Object detection records.
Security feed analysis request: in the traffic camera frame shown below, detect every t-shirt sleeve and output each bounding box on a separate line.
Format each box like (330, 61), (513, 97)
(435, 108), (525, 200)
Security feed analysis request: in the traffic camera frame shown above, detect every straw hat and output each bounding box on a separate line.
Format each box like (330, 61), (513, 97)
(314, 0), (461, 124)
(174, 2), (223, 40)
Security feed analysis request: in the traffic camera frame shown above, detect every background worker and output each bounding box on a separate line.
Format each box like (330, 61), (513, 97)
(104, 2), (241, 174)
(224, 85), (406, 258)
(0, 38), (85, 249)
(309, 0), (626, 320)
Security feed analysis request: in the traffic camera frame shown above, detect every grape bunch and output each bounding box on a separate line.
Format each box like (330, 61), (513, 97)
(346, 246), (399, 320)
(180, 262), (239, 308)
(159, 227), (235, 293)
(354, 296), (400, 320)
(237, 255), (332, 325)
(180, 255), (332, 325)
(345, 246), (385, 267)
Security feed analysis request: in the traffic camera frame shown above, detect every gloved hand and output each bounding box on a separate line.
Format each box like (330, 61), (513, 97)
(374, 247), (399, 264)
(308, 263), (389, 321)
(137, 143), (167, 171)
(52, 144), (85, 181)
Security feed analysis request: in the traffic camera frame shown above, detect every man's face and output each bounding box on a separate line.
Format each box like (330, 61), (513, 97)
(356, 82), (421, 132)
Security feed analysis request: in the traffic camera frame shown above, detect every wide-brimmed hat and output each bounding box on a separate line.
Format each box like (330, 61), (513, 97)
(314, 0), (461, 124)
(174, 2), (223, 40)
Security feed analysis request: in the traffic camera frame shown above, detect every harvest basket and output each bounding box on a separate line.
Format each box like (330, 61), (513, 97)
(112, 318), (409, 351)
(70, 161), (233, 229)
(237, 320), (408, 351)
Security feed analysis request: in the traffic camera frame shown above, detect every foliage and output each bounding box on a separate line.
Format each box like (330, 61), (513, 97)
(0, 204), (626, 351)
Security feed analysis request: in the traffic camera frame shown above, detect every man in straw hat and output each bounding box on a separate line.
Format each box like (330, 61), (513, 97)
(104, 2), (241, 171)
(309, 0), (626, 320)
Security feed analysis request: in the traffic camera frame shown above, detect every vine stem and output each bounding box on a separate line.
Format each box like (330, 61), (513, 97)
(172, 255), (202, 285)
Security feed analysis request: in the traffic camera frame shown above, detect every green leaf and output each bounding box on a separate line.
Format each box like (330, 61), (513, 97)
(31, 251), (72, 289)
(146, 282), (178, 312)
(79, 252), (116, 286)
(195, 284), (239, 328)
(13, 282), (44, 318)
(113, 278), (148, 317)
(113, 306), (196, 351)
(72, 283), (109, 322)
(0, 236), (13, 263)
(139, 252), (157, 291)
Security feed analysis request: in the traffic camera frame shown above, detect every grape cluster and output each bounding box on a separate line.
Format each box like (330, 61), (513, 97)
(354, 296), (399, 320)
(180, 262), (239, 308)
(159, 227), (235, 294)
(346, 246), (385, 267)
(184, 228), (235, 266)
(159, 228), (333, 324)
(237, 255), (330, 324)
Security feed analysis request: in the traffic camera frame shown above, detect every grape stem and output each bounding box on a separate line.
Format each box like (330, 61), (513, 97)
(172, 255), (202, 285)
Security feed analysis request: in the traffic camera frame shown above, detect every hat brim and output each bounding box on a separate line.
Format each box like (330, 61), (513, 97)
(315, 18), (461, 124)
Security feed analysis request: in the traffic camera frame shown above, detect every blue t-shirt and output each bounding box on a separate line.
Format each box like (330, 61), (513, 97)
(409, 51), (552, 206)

What is expected. Copy out, word for word, every line from the one containing "detect every hat" through the end of the records, including both of those end lines.

Written reply.
Security feed analysis request: in the traffic camera frame shown above, detect every hat brim and output each bounding box on a separate line.
Format each box like (330, 61), (513, 97)
(315, 18), (461, 124)
Security feed analysis request: in the traffic camera frame shown above, detect every blue t-shirt and output each bounding box on a separate line.
Format each box like (330, 61), (513, 97)
(409, 51), (552, 206)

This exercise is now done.